▸ **課題の指示**: 下のレコードのうち、「The function MUST return, for every instance of the lamp」を含む行から「[[78, 366], [228, 280]]」を含む行までを、一字も変えずに書き写せ。最初と最後の行も含めること。

§ §

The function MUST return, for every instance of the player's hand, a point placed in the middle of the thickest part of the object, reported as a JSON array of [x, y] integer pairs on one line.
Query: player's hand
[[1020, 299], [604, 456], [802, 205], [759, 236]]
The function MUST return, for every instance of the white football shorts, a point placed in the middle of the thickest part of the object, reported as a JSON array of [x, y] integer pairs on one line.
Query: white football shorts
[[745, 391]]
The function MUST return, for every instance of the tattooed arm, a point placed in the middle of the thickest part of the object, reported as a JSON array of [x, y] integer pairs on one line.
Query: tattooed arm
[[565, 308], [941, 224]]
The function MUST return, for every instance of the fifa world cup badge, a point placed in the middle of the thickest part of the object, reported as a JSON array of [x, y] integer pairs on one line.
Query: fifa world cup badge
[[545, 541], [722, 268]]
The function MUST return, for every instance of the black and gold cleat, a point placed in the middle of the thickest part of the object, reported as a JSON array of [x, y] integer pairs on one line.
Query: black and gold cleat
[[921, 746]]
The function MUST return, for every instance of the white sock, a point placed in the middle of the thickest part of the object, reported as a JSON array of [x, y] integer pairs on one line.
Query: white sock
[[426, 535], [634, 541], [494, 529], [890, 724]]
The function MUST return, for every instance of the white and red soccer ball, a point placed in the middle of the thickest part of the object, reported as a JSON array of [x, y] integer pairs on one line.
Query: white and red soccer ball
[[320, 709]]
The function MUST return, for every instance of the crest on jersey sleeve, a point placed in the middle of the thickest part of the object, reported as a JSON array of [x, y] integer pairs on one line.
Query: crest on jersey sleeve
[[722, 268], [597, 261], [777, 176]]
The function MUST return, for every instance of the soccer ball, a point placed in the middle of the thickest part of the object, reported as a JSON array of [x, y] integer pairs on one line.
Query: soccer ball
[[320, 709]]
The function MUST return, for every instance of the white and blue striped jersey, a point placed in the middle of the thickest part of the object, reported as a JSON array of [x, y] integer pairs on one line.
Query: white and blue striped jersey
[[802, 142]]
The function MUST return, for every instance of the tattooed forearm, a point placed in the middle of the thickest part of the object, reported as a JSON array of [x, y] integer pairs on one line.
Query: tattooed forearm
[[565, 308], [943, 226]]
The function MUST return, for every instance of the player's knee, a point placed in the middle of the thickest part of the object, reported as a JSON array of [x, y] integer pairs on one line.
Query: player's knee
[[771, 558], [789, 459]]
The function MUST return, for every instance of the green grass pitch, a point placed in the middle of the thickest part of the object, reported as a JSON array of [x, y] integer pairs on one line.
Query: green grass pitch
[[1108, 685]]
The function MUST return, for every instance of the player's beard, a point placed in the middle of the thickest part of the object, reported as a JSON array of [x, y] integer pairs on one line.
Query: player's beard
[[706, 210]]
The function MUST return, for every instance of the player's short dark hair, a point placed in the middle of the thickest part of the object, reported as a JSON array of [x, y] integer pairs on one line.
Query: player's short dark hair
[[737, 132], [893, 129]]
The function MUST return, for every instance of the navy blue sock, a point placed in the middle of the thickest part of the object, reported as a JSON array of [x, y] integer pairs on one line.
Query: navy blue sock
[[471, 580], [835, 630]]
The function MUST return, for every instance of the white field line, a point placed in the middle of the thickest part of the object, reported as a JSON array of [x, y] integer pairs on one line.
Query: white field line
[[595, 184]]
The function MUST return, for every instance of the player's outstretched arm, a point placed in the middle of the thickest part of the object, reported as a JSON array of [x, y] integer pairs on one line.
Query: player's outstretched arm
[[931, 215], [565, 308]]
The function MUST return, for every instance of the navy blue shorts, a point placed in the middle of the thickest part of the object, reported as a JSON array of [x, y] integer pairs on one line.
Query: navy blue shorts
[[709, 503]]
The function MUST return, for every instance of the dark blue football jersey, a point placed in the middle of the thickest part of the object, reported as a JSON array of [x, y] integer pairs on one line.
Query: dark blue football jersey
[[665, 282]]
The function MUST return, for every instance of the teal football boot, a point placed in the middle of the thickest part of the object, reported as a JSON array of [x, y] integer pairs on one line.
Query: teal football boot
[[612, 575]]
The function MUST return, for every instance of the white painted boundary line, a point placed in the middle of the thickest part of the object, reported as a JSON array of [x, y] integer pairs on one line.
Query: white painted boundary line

§ §

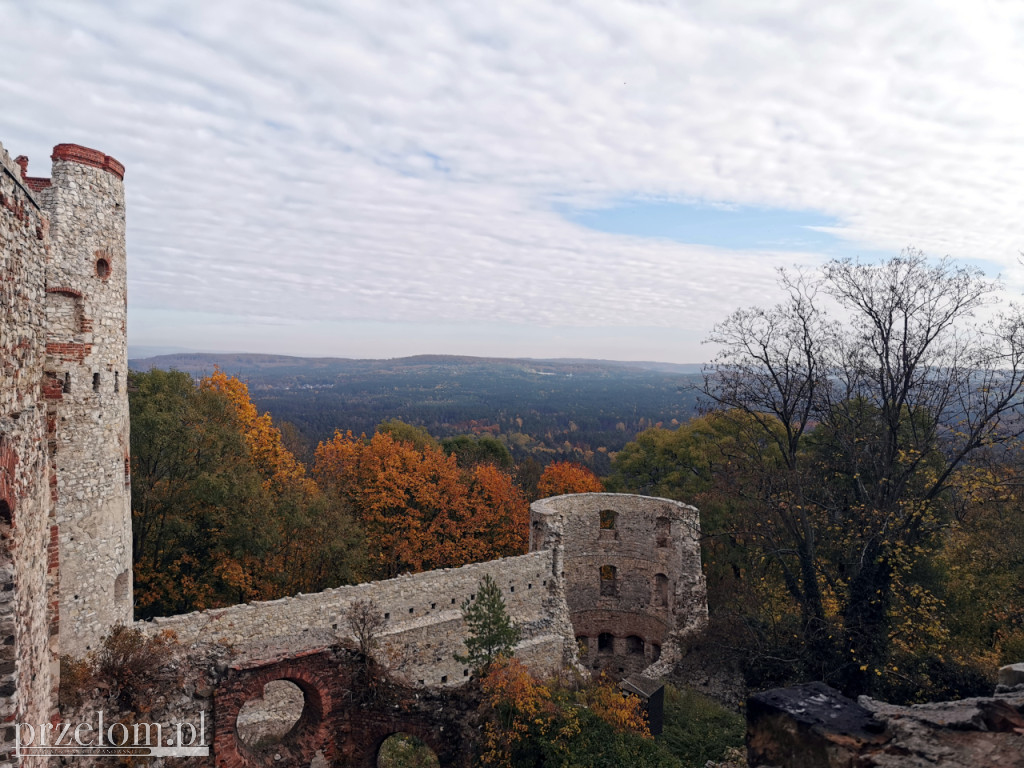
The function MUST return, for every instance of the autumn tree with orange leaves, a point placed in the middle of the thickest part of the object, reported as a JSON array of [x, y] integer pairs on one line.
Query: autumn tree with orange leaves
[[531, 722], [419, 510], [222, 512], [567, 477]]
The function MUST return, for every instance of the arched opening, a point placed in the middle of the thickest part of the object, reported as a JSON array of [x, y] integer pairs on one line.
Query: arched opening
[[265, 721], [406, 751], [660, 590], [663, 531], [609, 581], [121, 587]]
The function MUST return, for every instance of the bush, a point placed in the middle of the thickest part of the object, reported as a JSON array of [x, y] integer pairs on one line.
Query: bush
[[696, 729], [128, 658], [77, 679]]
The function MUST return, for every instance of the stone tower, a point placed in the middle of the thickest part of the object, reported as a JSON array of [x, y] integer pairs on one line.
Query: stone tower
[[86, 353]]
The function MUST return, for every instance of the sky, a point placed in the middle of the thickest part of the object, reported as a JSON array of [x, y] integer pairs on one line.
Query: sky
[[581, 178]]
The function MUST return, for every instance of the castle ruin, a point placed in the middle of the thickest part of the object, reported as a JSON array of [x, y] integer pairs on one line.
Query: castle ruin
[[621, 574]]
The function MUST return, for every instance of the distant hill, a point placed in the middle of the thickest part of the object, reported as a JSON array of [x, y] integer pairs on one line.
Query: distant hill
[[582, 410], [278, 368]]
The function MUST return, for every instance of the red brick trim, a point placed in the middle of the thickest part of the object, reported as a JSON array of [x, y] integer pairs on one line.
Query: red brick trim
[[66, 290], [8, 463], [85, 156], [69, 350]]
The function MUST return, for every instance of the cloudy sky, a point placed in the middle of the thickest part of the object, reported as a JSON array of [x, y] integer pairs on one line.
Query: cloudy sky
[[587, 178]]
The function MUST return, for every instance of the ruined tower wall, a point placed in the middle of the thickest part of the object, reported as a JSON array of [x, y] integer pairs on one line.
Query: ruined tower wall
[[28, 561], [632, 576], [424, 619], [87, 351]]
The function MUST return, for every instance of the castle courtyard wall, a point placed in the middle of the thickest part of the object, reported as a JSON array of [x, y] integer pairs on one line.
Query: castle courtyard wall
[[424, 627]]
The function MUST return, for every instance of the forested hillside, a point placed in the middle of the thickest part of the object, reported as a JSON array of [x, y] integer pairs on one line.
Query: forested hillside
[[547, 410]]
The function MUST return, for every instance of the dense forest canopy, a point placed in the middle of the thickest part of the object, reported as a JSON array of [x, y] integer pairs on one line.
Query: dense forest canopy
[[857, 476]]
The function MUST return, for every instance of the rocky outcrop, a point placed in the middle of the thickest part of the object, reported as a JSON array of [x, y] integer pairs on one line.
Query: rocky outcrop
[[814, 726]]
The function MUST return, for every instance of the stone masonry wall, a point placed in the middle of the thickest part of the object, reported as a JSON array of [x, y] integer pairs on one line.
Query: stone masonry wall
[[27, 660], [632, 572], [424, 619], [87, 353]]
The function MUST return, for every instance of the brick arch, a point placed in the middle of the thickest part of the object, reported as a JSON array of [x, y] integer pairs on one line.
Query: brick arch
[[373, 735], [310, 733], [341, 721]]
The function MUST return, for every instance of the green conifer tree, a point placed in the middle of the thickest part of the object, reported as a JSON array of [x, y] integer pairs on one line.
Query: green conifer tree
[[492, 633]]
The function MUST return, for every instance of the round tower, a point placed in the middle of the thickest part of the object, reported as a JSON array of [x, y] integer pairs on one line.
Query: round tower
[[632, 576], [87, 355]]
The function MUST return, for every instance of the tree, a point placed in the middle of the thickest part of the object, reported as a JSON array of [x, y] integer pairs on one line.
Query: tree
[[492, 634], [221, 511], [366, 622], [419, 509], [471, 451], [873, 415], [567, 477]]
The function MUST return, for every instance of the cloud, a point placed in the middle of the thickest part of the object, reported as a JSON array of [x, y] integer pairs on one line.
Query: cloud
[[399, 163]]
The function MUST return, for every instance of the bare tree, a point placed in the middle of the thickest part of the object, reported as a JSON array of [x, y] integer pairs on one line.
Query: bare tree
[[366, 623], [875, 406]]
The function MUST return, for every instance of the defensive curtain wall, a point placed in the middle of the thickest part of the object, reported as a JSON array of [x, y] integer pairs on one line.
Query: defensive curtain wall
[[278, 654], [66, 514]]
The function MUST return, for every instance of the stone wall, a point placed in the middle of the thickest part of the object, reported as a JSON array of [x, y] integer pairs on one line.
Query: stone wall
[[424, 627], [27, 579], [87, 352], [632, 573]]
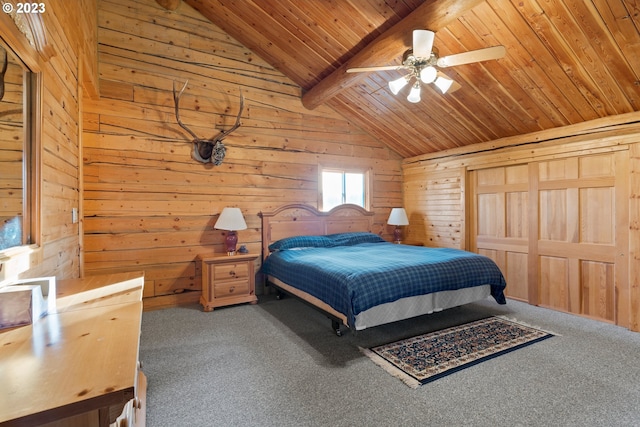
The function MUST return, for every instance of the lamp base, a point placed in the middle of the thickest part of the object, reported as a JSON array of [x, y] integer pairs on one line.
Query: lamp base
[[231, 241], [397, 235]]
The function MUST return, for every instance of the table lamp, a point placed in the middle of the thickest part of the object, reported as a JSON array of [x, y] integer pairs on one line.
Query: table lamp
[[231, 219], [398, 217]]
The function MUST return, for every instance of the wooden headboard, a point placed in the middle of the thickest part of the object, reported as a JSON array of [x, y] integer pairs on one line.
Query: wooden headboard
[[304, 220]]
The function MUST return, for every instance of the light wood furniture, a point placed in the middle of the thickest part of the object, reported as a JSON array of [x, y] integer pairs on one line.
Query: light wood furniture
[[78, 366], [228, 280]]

§ §

▸ **解答**:
The function MUST return, for every instance of the lamp base, a point placed in the middle of the thickest part of the object, reported as a JSON array of [x, y] integer pairs on one line.
Query: lamp base
[[231, 241], [397, 235]]
The function MUST return, for every instance of the table lamp, a point placed in the middle of the thickest part of the object, reported as a JSON array of [x, y] integer pairs on one line.
Query: table lamp
[[231, 219], [398, 217]]
The function MUST return, for every instance of the wooden headboard, a point placed in the middle of the thickest part of the object, reported as a JSON array of [x, y] integer pairs on one line.
Query: wooden headboard
[[304, 220]]
The function MUST return, for every instance of the light wood furniture, a point placed in the middle of the thickest part of the object, reported as a JSON array of [x, y] integer pairs on one line.
Query: light wood furniture
[[78, 366], [228, 280]]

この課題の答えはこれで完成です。